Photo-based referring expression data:
----------

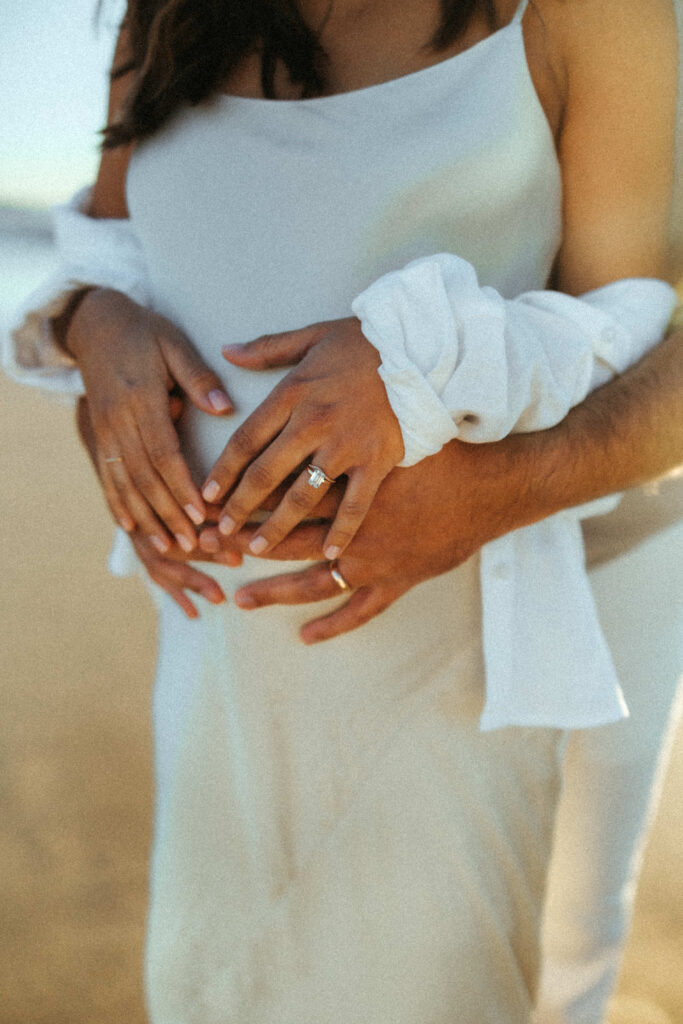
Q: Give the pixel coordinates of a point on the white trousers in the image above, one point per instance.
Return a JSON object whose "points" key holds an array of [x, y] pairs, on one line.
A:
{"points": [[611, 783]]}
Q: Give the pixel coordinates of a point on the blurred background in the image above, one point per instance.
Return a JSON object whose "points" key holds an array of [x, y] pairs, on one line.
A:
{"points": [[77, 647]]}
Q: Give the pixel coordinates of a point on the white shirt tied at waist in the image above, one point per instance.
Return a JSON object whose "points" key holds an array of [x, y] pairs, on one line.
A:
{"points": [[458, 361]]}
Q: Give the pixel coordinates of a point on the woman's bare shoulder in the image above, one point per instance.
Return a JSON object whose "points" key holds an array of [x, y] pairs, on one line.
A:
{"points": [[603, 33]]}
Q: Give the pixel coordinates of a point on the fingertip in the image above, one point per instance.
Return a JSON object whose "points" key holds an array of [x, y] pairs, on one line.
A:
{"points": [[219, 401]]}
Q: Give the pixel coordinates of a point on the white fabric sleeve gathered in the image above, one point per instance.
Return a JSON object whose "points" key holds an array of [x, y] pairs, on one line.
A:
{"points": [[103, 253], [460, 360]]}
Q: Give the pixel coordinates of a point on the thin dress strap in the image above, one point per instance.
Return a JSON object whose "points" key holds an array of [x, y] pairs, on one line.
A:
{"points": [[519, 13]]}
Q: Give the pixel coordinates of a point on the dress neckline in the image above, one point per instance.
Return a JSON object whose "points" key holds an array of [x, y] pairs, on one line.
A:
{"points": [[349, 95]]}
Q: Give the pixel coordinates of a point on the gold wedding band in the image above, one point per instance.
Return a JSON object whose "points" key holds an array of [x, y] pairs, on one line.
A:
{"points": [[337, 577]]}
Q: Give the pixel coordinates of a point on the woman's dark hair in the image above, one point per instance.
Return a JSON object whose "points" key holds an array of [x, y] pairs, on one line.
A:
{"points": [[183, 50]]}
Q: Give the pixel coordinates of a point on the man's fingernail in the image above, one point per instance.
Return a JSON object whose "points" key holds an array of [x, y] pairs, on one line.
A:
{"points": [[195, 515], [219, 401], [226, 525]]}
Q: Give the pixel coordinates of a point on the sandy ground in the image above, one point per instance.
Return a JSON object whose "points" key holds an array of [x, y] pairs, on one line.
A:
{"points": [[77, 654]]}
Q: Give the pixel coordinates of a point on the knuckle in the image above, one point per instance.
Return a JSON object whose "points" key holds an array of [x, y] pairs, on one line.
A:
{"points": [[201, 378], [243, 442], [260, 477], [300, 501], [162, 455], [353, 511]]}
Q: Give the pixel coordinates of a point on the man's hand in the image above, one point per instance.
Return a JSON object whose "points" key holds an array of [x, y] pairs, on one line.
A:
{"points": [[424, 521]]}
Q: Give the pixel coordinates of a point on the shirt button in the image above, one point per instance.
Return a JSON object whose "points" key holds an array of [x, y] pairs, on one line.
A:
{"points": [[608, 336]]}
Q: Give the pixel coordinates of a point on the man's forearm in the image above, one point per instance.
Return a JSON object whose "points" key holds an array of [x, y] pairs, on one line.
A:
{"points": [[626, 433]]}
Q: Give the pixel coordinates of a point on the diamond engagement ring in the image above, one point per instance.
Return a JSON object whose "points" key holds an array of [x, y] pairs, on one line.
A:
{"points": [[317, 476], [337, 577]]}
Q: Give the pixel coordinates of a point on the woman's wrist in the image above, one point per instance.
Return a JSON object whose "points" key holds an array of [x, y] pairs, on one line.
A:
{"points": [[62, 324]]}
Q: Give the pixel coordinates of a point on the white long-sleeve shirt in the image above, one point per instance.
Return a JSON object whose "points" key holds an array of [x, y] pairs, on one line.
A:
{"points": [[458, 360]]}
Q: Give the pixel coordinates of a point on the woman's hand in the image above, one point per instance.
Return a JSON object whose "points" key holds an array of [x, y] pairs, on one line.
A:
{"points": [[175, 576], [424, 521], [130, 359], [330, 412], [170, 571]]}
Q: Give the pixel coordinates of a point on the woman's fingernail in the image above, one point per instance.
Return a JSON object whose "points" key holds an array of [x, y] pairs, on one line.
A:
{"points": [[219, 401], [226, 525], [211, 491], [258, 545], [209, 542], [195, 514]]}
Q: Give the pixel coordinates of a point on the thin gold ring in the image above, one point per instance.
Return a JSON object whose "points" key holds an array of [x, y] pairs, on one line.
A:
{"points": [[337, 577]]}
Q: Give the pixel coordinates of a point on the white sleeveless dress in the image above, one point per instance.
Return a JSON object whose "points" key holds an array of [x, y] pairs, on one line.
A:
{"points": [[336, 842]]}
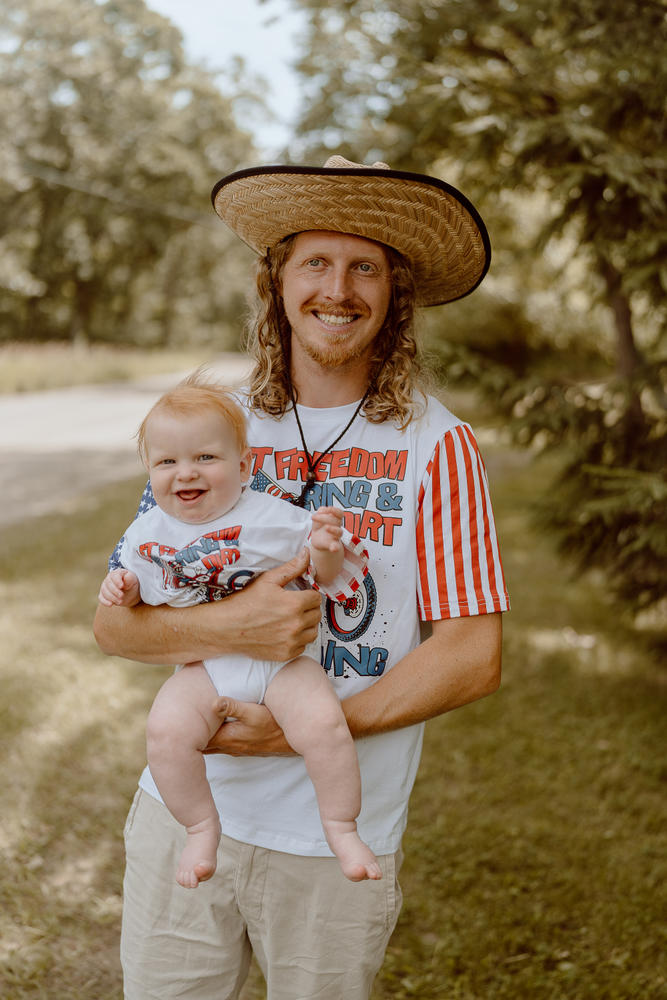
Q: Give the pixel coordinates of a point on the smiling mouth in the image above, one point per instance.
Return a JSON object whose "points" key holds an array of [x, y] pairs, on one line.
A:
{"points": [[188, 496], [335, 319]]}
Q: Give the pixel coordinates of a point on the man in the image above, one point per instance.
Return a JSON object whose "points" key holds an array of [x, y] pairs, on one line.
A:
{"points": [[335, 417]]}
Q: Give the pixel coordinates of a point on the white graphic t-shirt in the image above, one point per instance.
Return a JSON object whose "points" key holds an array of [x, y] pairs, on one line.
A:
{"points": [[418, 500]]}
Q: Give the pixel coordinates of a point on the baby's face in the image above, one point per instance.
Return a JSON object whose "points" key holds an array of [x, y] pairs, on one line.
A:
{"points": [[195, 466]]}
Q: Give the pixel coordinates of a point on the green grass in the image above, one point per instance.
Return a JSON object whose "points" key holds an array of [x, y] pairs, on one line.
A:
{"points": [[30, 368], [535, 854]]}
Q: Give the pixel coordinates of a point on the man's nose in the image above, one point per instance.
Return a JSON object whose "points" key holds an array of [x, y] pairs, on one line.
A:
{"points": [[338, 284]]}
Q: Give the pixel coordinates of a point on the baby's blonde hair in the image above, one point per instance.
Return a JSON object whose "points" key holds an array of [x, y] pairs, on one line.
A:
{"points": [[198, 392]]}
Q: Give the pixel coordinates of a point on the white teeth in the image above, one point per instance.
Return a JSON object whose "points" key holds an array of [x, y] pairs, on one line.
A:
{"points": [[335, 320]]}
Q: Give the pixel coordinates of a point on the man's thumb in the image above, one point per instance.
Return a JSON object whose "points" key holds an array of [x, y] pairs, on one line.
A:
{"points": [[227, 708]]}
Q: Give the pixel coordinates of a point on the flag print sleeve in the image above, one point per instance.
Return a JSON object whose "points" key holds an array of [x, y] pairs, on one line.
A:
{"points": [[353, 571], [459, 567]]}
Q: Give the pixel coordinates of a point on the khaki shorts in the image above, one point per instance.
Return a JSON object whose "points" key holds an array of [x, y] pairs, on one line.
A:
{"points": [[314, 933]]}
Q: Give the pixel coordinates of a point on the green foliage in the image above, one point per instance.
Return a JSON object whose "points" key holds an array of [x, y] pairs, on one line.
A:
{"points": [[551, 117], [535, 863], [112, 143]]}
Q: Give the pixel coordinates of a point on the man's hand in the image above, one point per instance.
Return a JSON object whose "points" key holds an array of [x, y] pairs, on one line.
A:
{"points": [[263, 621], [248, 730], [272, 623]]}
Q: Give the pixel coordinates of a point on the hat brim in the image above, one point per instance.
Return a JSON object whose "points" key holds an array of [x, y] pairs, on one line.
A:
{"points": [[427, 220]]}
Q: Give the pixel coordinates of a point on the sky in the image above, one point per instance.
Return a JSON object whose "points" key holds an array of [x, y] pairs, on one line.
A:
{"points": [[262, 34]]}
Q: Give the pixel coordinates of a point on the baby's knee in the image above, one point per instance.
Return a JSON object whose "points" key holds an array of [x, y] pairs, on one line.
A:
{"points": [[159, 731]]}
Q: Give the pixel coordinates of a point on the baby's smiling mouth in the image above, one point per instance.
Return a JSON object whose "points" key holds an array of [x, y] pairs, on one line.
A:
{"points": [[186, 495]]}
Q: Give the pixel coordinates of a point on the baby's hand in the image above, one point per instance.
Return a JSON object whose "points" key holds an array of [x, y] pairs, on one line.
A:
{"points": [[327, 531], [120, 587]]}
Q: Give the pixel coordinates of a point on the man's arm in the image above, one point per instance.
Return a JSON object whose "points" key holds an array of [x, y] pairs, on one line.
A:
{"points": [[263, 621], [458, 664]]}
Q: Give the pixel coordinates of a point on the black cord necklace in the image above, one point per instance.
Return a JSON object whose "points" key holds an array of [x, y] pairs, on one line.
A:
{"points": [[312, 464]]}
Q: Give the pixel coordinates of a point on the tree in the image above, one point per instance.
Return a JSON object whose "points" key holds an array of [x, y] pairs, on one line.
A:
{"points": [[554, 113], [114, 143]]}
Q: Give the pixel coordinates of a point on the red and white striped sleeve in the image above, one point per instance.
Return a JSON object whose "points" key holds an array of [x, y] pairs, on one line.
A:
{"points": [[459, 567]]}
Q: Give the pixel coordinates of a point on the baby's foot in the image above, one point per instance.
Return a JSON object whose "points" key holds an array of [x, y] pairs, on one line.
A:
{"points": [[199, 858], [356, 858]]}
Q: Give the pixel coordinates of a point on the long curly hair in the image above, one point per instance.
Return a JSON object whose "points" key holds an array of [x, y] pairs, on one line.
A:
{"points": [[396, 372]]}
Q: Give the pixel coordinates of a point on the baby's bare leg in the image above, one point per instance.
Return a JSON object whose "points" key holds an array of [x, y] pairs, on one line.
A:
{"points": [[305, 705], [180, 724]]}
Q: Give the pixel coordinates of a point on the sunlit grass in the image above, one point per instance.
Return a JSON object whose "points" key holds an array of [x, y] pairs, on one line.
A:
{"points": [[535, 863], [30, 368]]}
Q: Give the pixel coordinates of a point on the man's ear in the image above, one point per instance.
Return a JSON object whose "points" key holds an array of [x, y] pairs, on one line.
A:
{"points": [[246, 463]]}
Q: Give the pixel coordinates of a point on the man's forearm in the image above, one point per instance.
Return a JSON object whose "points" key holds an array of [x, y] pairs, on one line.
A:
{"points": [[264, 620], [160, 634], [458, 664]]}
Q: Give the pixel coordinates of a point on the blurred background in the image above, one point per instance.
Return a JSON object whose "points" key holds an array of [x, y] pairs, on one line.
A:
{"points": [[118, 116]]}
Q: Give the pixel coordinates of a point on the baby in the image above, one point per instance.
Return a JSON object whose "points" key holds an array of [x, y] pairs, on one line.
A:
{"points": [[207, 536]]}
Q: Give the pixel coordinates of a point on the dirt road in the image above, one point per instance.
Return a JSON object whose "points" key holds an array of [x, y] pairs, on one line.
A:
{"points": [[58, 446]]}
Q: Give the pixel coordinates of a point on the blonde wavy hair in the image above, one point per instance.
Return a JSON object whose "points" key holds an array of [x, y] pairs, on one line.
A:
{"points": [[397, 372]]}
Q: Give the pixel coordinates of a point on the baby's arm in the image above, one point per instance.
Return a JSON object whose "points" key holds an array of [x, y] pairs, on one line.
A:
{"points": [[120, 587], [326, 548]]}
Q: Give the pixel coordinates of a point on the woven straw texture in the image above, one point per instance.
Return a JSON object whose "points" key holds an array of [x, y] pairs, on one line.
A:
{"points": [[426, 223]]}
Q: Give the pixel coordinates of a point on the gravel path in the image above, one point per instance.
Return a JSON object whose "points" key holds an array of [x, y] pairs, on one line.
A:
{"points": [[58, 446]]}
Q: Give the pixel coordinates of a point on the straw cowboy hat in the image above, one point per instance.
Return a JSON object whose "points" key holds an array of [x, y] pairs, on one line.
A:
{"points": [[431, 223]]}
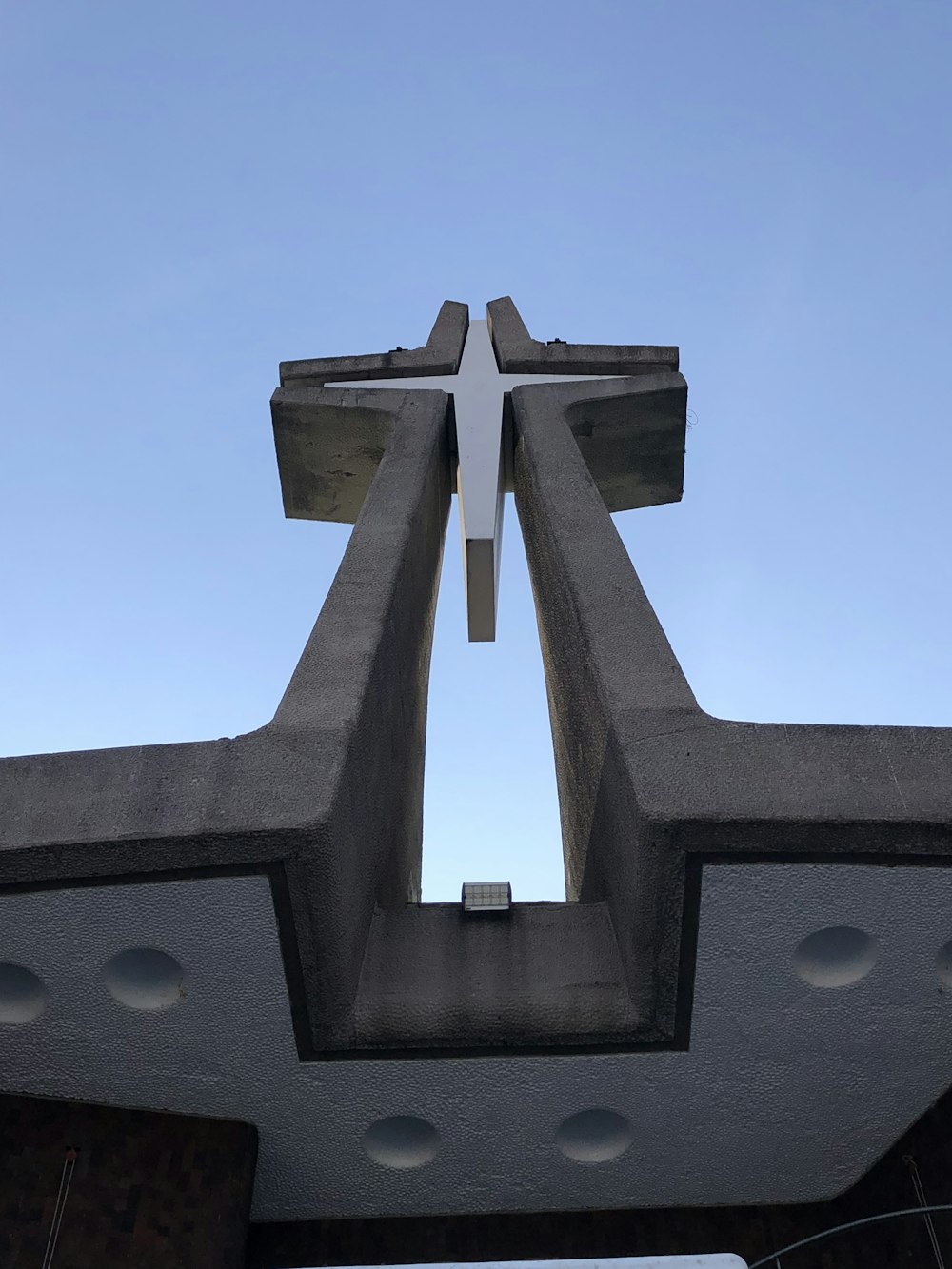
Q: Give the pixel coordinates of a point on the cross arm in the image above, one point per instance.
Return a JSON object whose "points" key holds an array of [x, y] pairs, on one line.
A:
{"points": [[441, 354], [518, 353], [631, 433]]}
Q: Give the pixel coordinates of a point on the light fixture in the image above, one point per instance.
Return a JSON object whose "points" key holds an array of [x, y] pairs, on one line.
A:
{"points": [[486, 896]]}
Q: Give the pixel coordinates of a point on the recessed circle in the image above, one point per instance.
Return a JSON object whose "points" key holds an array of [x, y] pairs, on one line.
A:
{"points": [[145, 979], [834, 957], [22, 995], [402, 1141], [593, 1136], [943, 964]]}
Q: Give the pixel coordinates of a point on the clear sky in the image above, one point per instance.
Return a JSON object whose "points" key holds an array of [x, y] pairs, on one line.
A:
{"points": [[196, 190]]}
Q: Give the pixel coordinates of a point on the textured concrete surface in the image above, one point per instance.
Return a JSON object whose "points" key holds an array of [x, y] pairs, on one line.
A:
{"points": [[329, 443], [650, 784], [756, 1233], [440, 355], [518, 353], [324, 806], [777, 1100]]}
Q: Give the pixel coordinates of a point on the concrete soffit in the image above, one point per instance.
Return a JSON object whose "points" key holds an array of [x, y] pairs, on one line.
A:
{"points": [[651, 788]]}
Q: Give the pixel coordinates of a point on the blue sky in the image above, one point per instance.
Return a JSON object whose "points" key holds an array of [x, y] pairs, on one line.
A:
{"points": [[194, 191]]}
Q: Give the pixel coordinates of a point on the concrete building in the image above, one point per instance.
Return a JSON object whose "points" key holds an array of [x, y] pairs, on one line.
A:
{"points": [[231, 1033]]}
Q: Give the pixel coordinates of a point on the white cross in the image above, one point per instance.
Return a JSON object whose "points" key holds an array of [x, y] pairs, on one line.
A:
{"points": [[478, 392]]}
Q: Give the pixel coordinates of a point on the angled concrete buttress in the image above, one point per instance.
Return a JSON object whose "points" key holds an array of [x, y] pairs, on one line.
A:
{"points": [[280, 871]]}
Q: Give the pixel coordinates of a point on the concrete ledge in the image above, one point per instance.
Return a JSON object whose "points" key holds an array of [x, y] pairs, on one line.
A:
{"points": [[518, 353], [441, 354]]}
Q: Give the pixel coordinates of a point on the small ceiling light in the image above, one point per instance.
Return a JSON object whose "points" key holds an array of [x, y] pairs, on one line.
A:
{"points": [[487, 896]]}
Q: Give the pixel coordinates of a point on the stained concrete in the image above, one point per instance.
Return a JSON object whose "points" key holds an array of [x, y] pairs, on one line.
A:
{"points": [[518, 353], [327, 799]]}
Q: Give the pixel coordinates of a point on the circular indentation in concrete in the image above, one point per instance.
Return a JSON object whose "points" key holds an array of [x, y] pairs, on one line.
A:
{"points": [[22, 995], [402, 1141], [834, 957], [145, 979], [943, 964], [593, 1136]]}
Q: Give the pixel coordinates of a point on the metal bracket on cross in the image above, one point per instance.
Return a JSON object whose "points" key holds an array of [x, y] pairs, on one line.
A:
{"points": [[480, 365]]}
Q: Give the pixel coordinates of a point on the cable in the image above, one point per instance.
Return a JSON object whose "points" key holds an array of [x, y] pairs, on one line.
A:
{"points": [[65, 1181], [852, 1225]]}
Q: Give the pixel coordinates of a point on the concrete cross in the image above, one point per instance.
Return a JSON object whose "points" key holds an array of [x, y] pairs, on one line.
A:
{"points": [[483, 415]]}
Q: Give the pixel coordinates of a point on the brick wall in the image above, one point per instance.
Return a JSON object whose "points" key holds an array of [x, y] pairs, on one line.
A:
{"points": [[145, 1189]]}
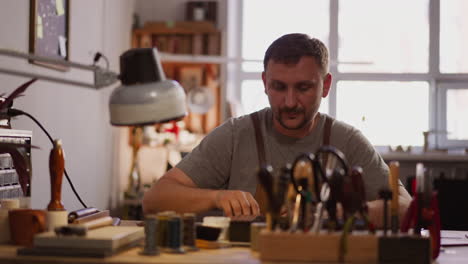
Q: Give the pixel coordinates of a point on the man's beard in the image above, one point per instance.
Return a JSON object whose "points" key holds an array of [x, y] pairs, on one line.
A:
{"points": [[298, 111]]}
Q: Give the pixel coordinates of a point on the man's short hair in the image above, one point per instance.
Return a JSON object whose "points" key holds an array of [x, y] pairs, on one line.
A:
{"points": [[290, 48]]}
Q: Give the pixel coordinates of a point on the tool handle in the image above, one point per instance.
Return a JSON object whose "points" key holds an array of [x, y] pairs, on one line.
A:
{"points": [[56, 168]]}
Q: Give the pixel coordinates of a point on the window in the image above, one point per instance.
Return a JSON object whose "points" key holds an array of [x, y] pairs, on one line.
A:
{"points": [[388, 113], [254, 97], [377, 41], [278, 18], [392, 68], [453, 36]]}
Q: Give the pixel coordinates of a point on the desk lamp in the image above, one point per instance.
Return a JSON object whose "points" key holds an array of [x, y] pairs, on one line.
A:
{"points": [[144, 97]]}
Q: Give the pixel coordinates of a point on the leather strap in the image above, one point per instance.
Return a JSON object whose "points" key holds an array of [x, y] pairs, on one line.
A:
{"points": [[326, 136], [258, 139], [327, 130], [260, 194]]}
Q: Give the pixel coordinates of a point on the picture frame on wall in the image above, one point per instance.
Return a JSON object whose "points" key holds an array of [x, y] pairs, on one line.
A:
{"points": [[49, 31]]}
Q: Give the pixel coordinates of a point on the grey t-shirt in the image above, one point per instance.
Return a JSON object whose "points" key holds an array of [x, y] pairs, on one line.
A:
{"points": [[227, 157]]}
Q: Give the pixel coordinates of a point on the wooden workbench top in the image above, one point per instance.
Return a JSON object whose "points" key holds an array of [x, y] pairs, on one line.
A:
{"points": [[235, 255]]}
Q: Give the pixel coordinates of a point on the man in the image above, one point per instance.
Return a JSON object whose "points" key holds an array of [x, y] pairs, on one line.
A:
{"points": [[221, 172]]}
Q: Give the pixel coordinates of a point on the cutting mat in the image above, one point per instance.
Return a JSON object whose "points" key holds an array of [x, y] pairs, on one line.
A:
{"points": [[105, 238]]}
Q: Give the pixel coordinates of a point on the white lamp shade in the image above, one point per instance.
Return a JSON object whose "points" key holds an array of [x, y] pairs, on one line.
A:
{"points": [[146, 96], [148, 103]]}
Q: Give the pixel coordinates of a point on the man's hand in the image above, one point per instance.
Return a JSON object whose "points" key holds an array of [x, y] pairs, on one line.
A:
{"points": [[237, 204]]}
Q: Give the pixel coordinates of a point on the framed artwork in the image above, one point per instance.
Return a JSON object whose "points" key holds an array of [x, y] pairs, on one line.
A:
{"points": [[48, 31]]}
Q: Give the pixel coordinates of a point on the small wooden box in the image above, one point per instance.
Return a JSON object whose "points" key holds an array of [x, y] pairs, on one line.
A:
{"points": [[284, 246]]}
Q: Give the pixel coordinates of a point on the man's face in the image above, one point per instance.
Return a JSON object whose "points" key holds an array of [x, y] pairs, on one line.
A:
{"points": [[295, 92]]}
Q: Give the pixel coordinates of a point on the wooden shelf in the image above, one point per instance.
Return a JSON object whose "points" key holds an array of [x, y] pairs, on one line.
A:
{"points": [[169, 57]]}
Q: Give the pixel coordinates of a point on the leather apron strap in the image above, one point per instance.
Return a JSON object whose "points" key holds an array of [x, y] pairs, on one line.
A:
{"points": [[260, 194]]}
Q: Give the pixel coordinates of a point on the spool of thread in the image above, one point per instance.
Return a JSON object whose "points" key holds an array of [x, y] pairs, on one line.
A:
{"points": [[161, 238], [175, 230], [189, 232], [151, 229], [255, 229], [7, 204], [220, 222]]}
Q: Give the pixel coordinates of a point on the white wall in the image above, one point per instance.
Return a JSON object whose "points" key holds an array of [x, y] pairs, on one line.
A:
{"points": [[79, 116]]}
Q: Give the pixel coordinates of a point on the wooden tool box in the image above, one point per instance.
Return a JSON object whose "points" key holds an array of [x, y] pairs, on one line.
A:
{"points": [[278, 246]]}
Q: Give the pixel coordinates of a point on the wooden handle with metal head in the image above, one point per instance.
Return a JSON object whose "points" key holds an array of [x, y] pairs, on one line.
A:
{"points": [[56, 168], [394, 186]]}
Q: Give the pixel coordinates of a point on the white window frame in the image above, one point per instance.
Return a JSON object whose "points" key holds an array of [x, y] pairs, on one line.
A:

----------

ABOUT THIS TASK:
Look through the entries above and copy each line that has "green" in it.

RESULT OF THE EXERCISE:
Q: Give the pixel coordinates of a point on the green grass in the image above, one point per instance.
Q: Give the pixel coordinates of a point on the green foliage in the image above, one point per instance.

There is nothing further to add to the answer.